EXTRAIT SOURCE -
·····

C’est ainsi que ces philosophes se moquaient de ceux qui, par un certain raisonnement qui se renversait, eussent conclu également que les vers étaient d’un dieu, soit qu’ils eussent été bons, soit qu’ils eussent été méchants.

Il fallut enfin que les prêtres de Delphes, accablés des plaisanteries de tous ces gens-là, renonçassent aux vers, du moins pour ce qui se prononçait sur le trépied, car hors de’ là il y avait dans le temple des poètes, qui de sang-froid mettaient en vers ce que la fureur divine n’avait inspiré qu’en prose à la Pythie. N’est-il pas plaisant qu’on ne se contentât point de l’oracle tel qu’il était sorti de la bouche du dieu ? Mais apparemment des gens qui venaient de loin eussent été honteux de ne reporter chez eux qu’un oracle en prose.

Comme on conservait l’usage des vers le plus qu’il était possible, les dieux ne dédaignaient point de se servir quelquefois de quelques vers d’Homère, dont la versification était assurément meilleure que la leur. On en trouve assez d’exemples ; mais ces vers empruntés, et les poètes gagés des temples, doivent passer pour autant de marques que l’ancienne poésie naturelle des oracles s’était fort décriée.

·····

DONNÉES EXTRAITES -
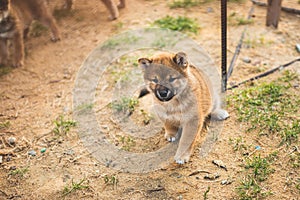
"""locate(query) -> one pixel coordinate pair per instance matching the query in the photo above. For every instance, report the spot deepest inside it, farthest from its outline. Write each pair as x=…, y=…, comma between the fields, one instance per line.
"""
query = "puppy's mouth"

·····

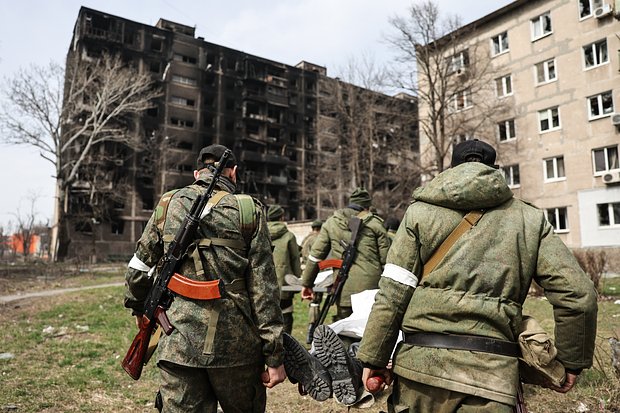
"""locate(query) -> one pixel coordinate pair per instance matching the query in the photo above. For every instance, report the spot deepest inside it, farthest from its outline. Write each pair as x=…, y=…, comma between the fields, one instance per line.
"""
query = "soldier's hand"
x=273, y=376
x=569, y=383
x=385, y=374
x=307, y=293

·····

TRAVAIL DEMANDÉ - D'après l'extrait sur les oracles, que faisaient les poètes présents dans le temple de Delphes ? Les items ne servent à rien pour ce travail.

RÉPONSE PROPOSÉE - Ils mettaient de sang-froid en vers ce que la fureur divine n'avait inspiré qu'en prose à la Pythie.